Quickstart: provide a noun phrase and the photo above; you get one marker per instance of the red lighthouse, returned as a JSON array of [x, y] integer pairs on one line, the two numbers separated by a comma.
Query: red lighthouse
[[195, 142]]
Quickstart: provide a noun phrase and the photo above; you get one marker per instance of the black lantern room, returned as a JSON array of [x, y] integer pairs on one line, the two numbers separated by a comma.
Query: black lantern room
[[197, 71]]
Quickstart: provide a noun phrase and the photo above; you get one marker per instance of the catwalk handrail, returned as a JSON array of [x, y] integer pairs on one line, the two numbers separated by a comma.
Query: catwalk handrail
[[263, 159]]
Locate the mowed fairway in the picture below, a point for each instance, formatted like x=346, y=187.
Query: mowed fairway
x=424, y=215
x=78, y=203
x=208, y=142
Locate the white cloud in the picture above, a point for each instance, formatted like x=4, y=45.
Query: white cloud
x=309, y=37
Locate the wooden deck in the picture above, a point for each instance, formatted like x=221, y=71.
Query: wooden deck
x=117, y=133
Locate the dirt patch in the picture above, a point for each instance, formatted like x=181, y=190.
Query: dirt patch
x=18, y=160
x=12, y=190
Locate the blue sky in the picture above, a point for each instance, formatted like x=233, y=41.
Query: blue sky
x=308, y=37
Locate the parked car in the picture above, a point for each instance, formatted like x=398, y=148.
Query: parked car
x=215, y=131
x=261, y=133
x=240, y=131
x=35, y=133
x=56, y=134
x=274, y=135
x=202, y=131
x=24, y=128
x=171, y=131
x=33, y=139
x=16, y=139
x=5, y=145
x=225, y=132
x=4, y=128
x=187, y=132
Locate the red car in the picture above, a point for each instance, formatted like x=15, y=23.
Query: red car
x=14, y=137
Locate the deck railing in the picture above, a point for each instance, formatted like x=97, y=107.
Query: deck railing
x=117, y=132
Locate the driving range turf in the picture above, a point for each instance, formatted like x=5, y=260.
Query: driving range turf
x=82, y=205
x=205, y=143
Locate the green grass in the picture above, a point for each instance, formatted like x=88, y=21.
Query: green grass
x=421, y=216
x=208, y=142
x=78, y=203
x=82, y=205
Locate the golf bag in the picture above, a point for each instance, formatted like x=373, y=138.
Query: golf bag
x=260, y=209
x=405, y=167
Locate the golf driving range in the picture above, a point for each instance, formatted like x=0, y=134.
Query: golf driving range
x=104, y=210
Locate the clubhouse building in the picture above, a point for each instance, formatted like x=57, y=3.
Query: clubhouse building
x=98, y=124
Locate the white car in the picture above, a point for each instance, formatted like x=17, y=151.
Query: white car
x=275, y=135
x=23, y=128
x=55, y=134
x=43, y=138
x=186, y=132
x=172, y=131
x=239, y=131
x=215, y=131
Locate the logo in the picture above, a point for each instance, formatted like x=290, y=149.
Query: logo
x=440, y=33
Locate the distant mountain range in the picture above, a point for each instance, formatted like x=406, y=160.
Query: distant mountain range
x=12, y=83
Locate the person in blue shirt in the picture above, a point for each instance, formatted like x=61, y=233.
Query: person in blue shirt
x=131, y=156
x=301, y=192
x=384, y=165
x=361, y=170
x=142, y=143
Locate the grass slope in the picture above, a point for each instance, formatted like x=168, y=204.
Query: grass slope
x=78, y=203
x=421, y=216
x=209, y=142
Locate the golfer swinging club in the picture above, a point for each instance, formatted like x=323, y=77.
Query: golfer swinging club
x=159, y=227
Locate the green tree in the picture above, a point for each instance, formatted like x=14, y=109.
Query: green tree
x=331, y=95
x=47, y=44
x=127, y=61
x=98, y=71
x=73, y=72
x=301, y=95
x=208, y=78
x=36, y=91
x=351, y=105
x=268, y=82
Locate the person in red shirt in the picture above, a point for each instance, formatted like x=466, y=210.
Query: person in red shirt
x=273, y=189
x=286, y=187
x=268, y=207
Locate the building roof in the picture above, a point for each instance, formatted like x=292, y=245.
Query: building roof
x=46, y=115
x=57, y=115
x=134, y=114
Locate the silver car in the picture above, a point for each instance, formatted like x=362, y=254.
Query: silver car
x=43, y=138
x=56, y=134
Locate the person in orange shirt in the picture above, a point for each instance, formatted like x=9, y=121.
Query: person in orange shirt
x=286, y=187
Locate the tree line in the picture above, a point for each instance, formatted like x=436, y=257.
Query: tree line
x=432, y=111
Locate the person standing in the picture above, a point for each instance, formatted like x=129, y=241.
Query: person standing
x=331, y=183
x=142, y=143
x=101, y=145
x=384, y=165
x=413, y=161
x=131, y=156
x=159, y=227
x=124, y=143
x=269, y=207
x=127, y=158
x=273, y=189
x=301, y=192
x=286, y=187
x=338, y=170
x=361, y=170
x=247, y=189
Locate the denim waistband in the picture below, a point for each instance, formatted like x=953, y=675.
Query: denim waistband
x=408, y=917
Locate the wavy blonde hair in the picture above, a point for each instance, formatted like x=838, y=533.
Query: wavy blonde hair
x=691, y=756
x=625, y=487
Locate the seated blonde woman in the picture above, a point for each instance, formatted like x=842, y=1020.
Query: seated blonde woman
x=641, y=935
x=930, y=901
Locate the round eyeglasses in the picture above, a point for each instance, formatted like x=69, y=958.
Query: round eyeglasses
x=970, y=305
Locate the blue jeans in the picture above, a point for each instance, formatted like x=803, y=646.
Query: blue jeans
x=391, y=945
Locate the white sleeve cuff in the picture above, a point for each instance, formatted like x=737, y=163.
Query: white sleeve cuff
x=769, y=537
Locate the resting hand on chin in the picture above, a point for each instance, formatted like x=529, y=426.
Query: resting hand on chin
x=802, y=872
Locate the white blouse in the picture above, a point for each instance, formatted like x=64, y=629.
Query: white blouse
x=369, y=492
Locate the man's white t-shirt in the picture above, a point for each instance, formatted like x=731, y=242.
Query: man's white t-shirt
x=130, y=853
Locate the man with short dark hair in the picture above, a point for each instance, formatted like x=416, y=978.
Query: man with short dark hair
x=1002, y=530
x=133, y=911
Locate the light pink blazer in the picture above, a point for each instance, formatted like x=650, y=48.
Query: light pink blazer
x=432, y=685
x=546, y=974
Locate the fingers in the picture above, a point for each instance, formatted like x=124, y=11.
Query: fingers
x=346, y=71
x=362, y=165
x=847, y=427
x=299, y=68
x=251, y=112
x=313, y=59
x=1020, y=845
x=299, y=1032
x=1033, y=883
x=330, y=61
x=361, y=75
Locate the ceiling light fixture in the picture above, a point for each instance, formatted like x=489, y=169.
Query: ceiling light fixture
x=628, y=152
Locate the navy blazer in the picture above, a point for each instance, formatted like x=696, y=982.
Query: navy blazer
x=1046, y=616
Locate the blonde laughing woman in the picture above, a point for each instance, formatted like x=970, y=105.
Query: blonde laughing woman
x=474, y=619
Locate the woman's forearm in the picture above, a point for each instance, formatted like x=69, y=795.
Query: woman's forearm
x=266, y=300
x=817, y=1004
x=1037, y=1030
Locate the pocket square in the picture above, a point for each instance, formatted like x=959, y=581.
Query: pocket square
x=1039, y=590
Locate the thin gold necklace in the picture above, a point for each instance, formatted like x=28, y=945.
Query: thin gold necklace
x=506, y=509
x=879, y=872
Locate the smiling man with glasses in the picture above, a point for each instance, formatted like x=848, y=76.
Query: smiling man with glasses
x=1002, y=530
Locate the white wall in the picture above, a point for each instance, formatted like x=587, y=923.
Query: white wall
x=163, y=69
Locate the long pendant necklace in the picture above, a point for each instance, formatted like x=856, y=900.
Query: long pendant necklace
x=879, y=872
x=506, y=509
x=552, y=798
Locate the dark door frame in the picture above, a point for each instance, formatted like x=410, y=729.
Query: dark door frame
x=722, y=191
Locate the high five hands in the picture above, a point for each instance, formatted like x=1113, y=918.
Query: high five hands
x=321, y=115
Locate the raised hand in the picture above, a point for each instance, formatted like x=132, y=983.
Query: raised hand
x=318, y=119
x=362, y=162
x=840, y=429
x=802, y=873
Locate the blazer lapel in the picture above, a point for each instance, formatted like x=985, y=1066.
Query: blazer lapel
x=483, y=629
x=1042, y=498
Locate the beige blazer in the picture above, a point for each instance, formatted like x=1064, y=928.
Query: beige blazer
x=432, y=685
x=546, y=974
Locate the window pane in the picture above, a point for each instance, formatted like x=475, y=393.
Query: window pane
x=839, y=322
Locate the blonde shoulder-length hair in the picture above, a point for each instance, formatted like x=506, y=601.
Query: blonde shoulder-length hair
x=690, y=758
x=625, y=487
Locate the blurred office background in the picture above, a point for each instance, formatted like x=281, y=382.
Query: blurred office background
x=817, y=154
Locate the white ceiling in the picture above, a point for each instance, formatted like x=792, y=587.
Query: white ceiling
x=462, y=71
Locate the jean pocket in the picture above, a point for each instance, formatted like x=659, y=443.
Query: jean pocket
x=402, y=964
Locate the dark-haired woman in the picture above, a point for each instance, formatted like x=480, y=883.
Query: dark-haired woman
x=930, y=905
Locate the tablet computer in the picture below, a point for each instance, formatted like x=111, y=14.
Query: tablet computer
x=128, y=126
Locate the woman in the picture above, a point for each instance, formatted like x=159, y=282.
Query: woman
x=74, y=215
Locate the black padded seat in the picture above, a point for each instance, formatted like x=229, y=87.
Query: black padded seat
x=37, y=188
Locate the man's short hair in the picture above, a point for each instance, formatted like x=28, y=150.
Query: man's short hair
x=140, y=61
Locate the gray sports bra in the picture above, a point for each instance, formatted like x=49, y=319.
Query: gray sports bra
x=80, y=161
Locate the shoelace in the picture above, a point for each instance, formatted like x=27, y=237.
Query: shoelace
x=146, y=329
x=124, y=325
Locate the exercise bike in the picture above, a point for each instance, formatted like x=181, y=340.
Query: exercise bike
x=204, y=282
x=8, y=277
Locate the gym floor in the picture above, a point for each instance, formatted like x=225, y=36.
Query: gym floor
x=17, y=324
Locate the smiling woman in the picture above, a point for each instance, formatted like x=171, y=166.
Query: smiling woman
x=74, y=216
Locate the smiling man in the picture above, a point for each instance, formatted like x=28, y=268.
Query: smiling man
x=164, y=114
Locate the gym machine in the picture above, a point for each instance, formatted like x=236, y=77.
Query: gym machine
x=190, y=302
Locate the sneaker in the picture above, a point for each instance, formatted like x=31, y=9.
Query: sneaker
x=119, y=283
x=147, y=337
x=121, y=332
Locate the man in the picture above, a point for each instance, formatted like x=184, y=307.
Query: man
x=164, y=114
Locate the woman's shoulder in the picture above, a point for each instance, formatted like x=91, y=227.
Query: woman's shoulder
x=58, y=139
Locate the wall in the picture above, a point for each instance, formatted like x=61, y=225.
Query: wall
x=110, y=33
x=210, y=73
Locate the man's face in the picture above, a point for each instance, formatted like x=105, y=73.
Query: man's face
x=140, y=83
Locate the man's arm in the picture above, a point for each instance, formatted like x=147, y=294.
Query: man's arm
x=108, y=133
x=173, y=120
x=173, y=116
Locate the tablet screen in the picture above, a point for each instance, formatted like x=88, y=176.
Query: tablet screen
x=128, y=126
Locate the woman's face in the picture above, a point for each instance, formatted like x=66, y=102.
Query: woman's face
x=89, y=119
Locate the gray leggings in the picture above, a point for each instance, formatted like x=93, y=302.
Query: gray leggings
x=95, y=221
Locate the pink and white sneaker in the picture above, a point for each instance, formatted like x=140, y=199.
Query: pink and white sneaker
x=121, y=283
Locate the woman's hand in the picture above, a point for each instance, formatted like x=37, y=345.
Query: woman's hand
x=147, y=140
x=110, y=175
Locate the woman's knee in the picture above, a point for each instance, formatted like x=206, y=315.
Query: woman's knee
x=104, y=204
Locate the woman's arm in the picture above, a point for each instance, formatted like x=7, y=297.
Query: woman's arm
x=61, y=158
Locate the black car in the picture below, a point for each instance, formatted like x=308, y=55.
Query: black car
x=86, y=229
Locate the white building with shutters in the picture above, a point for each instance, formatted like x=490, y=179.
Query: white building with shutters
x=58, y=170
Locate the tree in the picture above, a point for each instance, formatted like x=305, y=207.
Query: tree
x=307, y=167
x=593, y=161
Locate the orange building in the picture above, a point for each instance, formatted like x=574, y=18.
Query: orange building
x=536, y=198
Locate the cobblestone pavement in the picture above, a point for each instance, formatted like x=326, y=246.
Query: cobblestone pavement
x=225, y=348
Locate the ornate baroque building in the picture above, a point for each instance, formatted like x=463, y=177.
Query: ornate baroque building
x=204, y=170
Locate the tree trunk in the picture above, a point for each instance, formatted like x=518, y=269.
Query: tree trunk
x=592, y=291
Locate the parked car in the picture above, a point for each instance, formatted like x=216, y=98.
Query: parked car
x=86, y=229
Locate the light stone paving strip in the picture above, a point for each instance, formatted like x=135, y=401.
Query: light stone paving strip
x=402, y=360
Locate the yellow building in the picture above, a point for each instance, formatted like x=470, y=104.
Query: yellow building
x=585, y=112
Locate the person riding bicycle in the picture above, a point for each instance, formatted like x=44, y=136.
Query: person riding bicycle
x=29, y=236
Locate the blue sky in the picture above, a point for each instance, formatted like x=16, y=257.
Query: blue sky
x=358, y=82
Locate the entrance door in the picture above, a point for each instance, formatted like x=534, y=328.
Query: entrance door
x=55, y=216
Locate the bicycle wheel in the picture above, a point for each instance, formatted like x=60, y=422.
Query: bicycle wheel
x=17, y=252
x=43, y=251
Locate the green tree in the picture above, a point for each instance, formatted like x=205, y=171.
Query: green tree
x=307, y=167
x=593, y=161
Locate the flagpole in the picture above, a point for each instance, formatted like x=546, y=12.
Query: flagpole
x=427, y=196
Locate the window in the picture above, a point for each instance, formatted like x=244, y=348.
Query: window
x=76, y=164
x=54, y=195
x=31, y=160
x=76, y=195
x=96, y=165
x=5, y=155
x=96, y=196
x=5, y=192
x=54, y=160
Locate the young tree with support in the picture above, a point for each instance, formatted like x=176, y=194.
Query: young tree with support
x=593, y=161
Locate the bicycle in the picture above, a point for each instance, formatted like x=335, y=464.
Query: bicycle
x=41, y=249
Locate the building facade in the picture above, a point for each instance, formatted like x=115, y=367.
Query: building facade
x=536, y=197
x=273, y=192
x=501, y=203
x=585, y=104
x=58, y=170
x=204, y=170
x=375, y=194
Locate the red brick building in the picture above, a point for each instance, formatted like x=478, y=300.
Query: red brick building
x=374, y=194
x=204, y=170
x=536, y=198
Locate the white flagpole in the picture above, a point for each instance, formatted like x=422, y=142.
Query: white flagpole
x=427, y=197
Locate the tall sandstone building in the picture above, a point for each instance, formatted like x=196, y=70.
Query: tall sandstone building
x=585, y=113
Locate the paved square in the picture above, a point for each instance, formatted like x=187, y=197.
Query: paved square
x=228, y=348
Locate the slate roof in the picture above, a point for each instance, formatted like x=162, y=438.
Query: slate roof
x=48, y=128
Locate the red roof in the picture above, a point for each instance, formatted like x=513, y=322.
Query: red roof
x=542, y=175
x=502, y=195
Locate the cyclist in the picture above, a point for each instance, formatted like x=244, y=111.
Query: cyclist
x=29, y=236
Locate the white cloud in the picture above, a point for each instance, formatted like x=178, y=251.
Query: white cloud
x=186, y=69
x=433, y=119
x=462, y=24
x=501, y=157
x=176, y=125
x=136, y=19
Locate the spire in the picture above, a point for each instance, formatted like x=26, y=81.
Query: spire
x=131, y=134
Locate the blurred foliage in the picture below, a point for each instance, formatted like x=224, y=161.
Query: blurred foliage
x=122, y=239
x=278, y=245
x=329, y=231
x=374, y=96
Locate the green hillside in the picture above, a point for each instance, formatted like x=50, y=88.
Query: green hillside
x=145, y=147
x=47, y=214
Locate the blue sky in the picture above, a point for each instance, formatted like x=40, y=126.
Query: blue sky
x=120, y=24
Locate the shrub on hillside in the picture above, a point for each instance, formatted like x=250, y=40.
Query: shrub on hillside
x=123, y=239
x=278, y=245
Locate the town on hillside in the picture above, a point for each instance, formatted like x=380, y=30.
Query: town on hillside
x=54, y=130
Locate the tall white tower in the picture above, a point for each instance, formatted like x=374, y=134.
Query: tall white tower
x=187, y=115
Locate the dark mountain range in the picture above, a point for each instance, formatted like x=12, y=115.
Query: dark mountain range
- - - - - - -
▸ ASSIGNMENT
All lines of the data that hold "below" need to be copied.

▸ ANSWER SPACE
Locate the mowed fairway in the picture below, a point for each instance, formatted like x=346, y=187.
Locate the denim waistband in the picture below, a point for each instance, formatted like x=953, y=675.
Locate the tablet computer in the picture below, a point for each instance, formatted like x=111, y=14.
Locate the black car in the picture below, a point for each instance, formatted like x=308, y=55.
Locate the blurred foliage in the picture below, a point for each instance, formatted like x=224, y=161.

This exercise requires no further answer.